> _What you need to do_
Return every line of the items below that contains the string "bounding", treating case as significant.
* begin Dataset excerpts *
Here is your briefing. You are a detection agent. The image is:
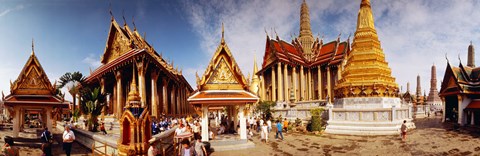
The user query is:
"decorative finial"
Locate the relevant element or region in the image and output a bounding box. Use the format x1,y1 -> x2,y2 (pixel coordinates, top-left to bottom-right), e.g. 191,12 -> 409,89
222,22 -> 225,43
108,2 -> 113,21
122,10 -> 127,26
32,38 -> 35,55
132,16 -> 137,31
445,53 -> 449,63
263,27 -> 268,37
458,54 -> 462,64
* end Dataset excerpts *
* begin Dataset excerpts *
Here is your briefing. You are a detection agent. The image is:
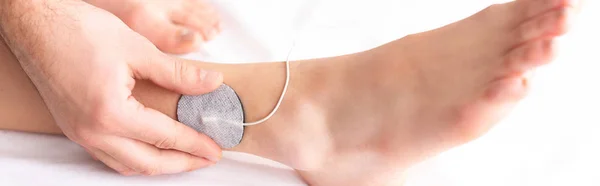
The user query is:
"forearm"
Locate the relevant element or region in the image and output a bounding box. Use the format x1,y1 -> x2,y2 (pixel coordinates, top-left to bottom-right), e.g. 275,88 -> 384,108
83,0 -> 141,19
* end Dataset excerpts *
* begin Dataset excerpts *
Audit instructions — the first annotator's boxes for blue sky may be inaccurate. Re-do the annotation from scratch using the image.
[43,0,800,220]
* end Dataset excerpts *
> _Response to the exercise_
Locate the relevant element or region in the image and output a bounding box. Use the format x1,y1 -> x2,y2 (pixel coordinates, top-left to bottom-right), e.g. 191,12 -> 409,89
Locate the relevant element or region in the image and output a bounding box. Use the format x1,y1 -> x2,y2 (pixel coordinates, top-left to bottom-right), e.g. 275,88 -> 384,108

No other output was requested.